Duplicate, word for word, the passage of the review of The Killer that opens with the words containing "Fincher’s career as" and closes with "his vengeance spree.".

Text provided =
-*-*-
The Killer: Homage or Return to Roots

The Killer

With The Killer, David Fincher returns to his gritty and unpredictable roots.

Fincher’s career as a director has been eclectic and fascinating, at least for the first few decades. Starting with advertisements and music videos in the ’80s, breaking through with Alien sequels and psychological thrillers in the ’90s, and the following decades with complex biographical dramas. It seems like he did everything. 

Nevertheless, there is something that seems to be his specialty. That is the psychological thriller. The Killer is Fincher’s new psychological thriller starring Michael Fassbender as the hired murderer who, for some reason, is obsessed with The Smiths. Continuing his relationship with Netflix with this movie, we follow the title killer as he narrates the incident from his botched work to the end of his vengeance spree.  

A Hitchcockian First Act

During the first act, Fassbender’s character narrates his mission to kill his target in a Parisian hotel. He is methodical, meticulous, and rational. Doing his exercises, having breakfast from McDonald’s, and monitoring the hotel room until the target comes. Those first 20 minutes are like Jean-Pierre Melville’s Le Samouraï and Alfred Hitchcock’s Rear Window combined. The silent and cold hitman doing his routine and looking at the building across his window like Jimmy Stewart in Hitcock’s classic.
-*-*-
Exercise data =
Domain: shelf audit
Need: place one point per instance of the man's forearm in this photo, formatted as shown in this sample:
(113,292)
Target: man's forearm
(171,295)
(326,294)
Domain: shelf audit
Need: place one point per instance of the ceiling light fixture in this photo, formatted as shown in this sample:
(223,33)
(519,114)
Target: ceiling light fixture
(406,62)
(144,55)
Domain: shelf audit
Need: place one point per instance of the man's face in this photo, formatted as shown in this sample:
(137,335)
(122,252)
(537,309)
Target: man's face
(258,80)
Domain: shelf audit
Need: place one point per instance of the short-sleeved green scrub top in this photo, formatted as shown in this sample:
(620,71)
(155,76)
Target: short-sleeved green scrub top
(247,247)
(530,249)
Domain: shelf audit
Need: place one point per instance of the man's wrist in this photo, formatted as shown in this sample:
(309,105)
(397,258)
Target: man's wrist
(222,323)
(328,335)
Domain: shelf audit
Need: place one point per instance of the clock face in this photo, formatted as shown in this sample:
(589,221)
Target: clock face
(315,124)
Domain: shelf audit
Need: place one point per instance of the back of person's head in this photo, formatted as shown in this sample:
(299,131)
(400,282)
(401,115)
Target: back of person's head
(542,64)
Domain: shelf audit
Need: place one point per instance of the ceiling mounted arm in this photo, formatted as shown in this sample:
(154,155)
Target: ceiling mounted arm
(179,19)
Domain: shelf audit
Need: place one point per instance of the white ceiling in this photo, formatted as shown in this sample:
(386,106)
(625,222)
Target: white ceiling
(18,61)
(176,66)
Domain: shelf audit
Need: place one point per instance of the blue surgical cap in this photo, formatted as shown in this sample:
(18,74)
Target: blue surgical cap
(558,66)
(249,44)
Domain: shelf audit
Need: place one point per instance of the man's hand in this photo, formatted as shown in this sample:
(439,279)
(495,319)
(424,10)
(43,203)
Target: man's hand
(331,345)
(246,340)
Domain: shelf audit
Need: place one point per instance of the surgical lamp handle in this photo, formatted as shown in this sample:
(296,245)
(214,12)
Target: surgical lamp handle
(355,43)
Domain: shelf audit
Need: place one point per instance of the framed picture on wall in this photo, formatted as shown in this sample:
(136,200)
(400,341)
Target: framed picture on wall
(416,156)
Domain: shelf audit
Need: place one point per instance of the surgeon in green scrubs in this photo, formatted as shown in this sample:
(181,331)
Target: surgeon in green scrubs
-*-*-
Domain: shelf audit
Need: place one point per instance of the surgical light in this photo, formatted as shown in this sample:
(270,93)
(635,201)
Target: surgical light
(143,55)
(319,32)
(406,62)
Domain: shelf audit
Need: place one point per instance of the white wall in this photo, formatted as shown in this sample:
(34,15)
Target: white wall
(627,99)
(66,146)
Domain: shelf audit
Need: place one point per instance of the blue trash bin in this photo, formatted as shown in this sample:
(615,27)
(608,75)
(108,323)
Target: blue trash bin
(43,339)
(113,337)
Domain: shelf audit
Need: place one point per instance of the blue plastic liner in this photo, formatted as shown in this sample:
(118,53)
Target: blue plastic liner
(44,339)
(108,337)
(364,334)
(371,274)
-*-*-
Response =
Fincher’s career as a director has been eclectic and fascinating, at least for the first few decades. Starting with advertisements and music videos in the ’80s, breaking through with Alien sequels and psychological thrillers in the ’90s, and the following decades with complex biographical dramas. It seems like he did everything. 

Nevertheless, there is something that seems to be his specialty. That is the psychological thriller. The Killer is Fincher’s new psychological thriller starring Michael Fassbender as the hired murderer who, for some reason, is obsessed with The Smiths. Continuing his relationship with Netflix with this movie, we follow the title killer as he narrates the incident from his botched work to the end of his vengeance spree.